WORK REQUEST: Return only the lines running from the top of the entries to the line with "Locate the knife", inclusive, exactly as written.

======== DATA FOR REVIEW ========

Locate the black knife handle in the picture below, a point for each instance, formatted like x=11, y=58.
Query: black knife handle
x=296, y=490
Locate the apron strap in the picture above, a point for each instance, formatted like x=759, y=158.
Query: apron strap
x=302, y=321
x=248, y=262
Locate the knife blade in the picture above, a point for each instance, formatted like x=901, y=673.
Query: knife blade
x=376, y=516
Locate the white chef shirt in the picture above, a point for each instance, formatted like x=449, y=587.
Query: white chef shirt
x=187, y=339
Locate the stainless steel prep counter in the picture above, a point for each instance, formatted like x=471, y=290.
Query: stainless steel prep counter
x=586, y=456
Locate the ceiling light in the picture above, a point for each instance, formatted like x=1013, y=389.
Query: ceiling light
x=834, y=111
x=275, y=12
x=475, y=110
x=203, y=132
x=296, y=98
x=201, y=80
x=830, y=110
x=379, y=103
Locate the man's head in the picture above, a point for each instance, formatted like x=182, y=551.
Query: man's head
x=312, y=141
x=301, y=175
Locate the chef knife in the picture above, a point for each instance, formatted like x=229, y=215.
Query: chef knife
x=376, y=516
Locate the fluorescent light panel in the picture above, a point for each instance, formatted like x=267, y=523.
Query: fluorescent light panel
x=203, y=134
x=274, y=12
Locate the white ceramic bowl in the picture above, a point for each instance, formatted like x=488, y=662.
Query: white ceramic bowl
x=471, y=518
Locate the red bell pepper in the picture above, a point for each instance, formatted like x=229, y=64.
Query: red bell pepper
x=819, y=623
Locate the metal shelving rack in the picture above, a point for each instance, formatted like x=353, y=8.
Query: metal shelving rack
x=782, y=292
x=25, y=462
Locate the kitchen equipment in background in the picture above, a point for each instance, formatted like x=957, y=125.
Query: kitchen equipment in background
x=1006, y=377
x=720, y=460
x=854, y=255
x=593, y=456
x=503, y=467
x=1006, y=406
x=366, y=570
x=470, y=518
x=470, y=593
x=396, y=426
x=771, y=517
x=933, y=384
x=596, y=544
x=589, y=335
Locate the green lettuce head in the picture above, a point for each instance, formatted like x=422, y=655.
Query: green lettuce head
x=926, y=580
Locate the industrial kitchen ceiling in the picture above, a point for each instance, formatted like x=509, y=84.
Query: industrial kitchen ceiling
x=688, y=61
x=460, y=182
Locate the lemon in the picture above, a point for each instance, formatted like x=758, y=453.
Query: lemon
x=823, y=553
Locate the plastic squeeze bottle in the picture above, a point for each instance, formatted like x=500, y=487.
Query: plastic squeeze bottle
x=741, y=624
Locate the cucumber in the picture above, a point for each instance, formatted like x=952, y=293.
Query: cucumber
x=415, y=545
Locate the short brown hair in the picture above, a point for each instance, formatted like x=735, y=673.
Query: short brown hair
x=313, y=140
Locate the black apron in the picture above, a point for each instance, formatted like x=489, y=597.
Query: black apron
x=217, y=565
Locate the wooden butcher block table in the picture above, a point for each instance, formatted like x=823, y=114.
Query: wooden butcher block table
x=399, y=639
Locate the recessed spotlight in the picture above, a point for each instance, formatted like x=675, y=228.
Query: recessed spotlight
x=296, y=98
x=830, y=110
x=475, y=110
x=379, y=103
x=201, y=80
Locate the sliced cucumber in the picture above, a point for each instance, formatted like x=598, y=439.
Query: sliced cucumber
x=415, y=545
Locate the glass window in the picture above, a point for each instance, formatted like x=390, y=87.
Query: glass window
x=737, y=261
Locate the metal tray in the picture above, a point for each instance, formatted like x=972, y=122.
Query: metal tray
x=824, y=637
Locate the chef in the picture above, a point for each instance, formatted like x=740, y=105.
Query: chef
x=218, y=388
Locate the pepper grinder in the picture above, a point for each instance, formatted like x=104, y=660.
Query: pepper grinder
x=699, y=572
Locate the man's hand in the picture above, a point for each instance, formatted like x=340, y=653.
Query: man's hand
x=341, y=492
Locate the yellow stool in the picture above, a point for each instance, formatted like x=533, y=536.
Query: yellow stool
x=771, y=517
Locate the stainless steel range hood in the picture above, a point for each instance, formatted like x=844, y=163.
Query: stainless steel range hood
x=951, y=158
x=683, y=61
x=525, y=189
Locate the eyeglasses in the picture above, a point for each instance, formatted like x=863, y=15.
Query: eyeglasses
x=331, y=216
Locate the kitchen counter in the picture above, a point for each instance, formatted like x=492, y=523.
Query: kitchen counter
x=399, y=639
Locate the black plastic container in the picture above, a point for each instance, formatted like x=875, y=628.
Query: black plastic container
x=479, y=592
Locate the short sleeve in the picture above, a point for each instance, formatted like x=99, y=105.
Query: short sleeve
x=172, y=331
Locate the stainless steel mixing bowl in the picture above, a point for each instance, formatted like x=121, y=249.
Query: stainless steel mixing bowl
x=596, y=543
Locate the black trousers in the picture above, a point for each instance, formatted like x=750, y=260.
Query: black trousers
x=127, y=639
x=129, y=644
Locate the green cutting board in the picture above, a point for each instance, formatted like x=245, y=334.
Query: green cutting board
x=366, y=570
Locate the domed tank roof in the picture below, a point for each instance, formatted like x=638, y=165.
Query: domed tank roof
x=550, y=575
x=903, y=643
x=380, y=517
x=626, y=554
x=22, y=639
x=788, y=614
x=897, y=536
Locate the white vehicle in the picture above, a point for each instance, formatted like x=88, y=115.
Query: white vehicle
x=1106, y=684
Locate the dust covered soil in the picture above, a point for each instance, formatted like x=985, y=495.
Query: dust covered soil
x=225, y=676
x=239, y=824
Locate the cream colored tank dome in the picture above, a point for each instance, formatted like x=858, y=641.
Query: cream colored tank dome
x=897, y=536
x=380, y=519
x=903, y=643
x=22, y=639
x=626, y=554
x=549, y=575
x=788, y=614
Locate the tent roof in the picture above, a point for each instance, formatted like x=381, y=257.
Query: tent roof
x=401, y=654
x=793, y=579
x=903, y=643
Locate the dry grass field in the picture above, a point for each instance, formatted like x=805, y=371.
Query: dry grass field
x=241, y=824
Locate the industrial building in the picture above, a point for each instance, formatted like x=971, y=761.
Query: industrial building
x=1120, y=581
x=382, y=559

========

WRITTEN SOLUTION:
Locate the black knife handle in the picture below, a point for each instance, formatted like x=11, y=58.
Query: black knife handle
x=296, y=490
Locate the apron strap in the picture above, a point for each instance, formatted like x=759, y=158.
Query: apron strap
x=302, y=321
x=248, y=262
Locate the knife blade in the picture above, a point for each instance, formatted like x=901, y=673.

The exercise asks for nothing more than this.